• _WHAT THIS TASK INVOLVES_: Rewrite the listing below as a numbered list, from the line containing "Return a bounding box for every dry" through the end of the listing. Omit the pictures and any blank lines.

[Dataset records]
----------

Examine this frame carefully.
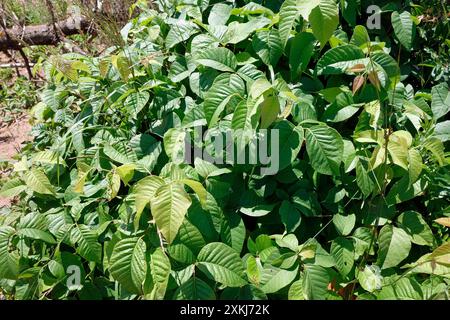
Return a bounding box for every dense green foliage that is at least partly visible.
[0,0,450,299]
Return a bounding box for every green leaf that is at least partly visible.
[356,161,375,198]
[221,16,271,44]
[17,228,56,244]
[289,32,316,80]
[133,176,165,224]
[75,224,102,263]
[24,168,55,194]
[350,26,370,48]
[408,149,423,186]
[422,137,446,166]
[431,83,450,120]
[330,237,355,277]
[32,150,66,166]
[259,92,280,129]
[197,242,247,287]
[111,56,131,82]
[391,11,416,51]
[279,0,320,48]
[434,120,450,142]
[0,226,19,280]
[203,73,245,127]
[378,225,411,269]
[110,238,147,293]
[143,248,171,300]
[303,265,330,300]
[279,201,302,233]
[305,124,344,175]
[394,278,423,300]
[252,29,283,67]
[261,265,298,293]
[124,91,150,117]
[196,47,237,72]
[231,97,260,134]
[430,242,450,267]
[273,120,303,170]
[150,183,191,244]
[208,3,232,26]
[0,178,27,198]
[288,279,305,300]
[357,265,382,292]
[173,276,216,300]
[309,0,339,48]
[116,163,136,185]
[397,211,434,247]
[333,213,356,236]
[316,44,368,75]
[166,19,198,49]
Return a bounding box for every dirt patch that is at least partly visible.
[0,115,31,208]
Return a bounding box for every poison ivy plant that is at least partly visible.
[0,0,450,300]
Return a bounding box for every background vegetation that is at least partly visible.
[0,0,450,299]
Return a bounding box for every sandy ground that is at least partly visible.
[0,115,31,208]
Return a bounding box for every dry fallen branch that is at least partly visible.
[0,17,90,50]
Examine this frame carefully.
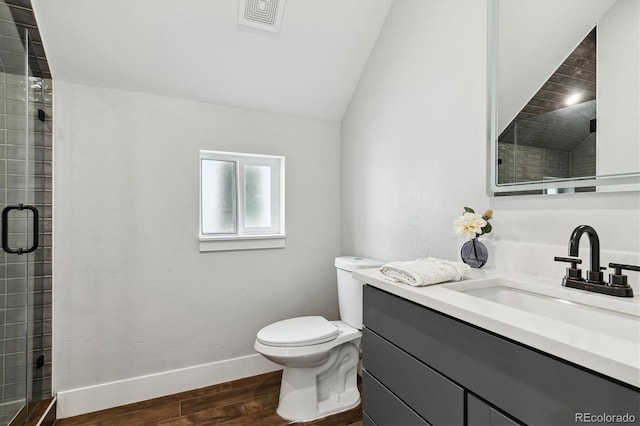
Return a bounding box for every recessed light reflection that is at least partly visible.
[564,93,582,106]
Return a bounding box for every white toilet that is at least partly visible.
[254,256,382,421]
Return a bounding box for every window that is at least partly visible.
[200,151,284,251]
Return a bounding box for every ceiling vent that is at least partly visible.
[238,0,285,33]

----------

• _REPLY TO THE EXERCISE_:
1. Return a bounding box for every dry fallen branch that is at least partly visible.
2. [0,17,90,50]
3. Examine this frame carefully.
4. Return a bounding box for every recessed light reflection that is at least partly visible.
5. [564,93,582,106]
6. Return a bounding box for every white toilet that is at least partly visible.
7. [254,256,382,421]
8. Return a bounding box for every window that is at least partly visible.
9. [200,151,284,251]
10. Return a bounding box for every ceiling vent that is at least partly visible.
11. [238,0,285,33]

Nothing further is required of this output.